* [GIVEN TEXT]:
⟨

We included costs associated with the purchase of drugs, drug preparation in the hospital pharmacy and nurse time related to with infusions. Costs associated with the treatment of adverse events were considered to be negligible.  Our primary analysis was carried out from the perspective of the health services, but we have also chosen to present results from a societal perspective where value-added tax and other transfer payments to the government have been deducted from the costs. Costs linked to productivity loss were not included.

Results
Mean progression-free time in the group treated with bevacizumab+paclitaxel was 1 1.2 years whereas it was 0.73 years in the comparator group. This resulted in an incremental effect of 0,47 progression-free years. With regard to quality of life, the incremental effect was 0.2 QALYs. We estimated the incremental costs associated with use of bevacizumab+paclitaxel from a health service perspective to be NOK 762 000, which translates into a cost per progression-free life year gained of NOK 1.6 million and a cost per QALY gained of NOK 3.8 million. The estimate from the societal perspective, where tax, value-added tax and social security payments were deducted, was approx. NOK 1.3 million per progression-free life-year and NOK 3 million per QALY gained. We also calculated the effect of a co-financing scheme advanced by Roche, the company marketing bevacizumab in Norway, which resulted in a cost per progression-fee life year gained of approx. NOK 1,1 million from a health services perspective and NOK 850 000 from a societal perspective.

Discussion
A search for economic evaluations of bevacizumab for breast cancer with results that could be compared to our own resulted did not produce any results. We did however; identify a couple of other studies in which incremental costs have been assessed against changes in progression-free time. Even though the term progression-free life year intuitively suggests a year of life of a certain quality, it is not the same as a quality-adjusted life year (QALY).  The former implies a weighting based on time, whereas the latter is a result of weighting based on quality.  There is no clear-cut answer to the question of how to interpret the price of an extra progression-free year. If one were to apply a threshold, as is often done for QALYs, e.g. NOK 500 000 for sector over-arching programmes as discussed in a report from the Directorate of Health, bevacizumab+paclitaxel would not come across as cost-effective in comparison with paclitaxel alone as first-line treatment for metastatic breast cancer.

⟩

* [WORK ORDER 1]:
Please reproduce the bevacizumab evaluation from "We included costs" up to and including "were not included.".
* [WORK ORDER 2]:
According to the bevacizumab evaluation, which company markets bevacizumab in Norway?
The records that come next are separate material, unrelated to the bevacizumab evaluation.

* [MATERIAL PROVIDED]:

⟨

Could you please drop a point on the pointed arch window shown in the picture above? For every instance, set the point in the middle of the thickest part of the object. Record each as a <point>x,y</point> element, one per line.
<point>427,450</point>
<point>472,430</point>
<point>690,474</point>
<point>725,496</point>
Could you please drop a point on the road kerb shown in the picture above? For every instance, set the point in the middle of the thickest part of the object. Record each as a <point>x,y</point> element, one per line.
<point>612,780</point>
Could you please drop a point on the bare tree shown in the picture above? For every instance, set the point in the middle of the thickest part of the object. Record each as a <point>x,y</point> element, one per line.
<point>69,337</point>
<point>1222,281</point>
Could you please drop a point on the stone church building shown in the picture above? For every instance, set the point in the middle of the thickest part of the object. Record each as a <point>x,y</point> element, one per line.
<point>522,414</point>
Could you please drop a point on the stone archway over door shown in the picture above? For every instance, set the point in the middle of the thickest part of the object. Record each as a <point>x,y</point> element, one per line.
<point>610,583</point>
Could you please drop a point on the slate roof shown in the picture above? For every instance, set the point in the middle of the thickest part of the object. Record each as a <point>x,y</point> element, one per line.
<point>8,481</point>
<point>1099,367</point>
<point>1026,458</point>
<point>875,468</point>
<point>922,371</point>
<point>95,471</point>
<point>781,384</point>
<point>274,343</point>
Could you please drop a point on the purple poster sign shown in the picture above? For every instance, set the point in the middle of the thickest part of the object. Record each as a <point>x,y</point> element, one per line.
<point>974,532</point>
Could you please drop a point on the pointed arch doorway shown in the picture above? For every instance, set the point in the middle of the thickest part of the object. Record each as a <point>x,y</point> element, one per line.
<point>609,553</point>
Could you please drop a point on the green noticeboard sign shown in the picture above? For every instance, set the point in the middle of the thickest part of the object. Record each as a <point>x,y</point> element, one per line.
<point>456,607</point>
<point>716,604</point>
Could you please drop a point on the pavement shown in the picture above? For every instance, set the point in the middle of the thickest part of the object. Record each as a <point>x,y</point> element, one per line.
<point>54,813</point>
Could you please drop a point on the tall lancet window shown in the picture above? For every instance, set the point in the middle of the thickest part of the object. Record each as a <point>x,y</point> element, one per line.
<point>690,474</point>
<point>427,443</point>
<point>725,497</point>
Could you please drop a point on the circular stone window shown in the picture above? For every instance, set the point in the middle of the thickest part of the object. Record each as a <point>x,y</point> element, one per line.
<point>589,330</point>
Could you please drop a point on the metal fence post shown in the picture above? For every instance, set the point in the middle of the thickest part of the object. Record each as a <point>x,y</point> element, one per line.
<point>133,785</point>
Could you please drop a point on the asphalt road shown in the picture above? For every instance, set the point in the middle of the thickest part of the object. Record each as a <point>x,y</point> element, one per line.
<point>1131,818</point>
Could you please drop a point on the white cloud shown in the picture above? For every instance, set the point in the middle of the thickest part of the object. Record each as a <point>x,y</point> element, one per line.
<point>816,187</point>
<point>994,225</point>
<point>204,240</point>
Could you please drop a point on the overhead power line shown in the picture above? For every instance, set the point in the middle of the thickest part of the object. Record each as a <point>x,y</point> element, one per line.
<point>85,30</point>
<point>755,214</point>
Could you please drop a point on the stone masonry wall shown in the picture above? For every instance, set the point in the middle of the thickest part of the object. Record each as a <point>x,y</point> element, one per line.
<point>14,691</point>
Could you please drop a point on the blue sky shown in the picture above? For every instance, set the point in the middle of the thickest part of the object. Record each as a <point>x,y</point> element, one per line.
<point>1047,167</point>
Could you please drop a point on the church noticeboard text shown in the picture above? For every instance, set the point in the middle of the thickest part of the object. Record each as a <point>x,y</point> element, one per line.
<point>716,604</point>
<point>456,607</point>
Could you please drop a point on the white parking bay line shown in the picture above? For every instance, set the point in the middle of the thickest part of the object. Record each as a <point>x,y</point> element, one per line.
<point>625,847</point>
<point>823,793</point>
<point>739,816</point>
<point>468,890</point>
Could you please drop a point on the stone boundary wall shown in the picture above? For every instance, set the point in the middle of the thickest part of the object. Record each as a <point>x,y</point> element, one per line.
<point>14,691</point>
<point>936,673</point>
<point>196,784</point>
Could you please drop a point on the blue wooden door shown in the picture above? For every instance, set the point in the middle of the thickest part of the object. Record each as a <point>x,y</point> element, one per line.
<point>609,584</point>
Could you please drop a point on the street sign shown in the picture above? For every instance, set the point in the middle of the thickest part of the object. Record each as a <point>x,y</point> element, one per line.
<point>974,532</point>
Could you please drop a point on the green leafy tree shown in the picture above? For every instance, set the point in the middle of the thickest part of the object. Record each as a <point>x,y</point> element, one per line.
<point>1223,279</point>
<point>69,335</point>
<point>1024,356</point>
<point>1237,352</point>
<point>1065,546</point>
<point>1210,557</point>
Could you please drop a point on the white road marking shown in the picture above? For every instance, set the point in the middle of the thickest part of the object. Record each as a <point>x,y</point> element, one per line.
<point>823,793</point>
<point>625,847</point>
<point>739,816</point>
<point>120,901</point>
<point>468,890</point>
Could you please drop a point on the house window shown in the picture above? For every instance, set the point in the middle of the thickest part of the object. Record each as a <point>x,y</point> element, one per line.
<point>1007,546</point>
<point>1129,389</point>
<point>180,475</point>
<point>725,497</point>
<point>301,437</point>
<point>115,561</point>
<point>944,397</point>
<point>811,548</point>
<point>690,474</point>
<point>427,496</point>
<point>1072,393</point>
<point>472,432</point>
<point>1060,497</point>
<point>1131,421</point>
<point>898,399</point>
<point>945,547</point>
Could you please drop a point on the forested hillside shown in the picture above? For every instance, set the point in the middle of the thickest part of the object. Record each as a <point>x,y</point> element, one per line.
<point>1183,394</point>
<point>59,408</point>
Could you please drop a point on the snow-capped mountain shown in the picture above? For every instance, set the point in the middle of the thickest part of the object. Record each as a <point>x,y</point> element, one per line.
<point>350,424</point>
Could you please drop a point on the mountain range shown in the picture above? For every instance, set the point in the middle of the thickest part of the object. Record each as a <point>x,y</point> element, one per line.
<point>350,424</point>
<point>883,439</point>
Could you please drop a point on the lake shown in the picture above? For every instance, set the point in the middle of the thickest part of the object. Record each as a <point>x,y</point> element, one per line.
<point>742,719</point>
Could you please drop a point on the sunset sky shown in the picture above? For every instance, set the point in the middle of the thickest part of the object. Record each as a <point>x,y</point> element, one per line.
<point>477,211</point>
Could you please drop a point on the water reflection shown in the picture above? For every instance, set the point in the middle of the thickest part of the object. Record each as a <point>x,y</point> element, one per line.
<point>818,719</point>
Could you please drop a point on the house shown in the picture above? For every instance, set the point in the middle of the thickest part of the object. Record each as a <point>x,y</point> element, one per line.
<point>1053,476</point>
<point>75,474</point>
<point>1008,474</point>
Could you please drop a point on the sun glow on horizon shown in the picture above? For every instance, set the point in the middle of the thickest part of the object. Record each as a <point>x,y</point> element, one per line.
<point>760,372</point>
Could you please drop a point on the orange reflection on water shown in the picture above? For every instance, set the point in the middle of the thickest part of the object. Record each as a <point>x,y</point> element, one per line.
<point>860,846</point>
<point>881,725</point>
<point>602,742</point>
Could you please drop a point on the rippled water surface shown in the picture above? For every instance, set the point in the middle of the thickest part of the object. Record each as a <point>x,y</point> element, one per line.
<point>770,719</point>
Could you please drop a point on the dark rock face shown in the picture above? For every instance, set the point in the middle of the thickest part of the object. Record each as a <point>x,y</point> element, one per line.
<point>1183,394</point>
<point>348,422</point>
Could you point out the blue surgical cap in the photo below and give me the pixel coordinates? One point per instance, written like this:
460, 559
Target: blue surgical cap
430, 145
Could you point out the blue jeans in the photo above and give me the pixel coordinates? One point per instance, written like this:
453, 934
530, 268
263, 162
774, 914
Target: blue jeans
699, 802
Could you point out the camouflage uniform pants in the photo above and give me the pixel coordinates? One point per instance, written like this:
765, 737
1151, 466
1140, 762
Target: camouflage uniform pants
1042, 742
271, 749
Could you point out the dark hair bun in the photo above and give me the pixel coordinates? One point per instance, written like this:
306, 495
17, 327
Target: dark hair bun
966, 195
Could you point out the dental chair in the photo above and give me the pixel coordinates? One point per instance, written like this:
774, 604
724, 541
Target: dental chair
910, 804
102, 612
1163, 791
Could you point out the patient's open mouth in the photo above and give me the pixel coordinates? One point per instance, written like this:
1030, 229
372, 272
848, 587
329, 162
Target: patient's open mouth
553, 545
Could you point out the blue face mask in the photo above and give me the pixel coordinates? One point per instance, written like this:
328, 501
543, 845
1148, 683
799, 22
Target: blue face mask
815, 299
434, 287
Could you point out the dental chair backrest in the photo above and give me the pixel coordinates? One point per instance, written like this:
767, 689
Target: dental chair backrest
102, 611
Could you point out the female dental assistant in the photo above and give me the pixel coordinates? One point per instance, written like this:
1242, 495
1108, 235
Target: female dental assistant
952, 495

⟩

* [WORKED SOLUTION 1]:
We included costs associated with the purchase of drugs, drug preparation in the hospital pharmacy and nurse time related to with infusions. Costs associated with the treatment of adverse events were considered to be negligible.  Our primary analysis was carried out from the perspective of the health services, but we have also chosen to present results from a societal perspective where value-added tax and other transfer payments to the government have been deducted from the costs. Costs linked to productivity loss were not included.

* [WORKED SOLUTION 2]:
Roche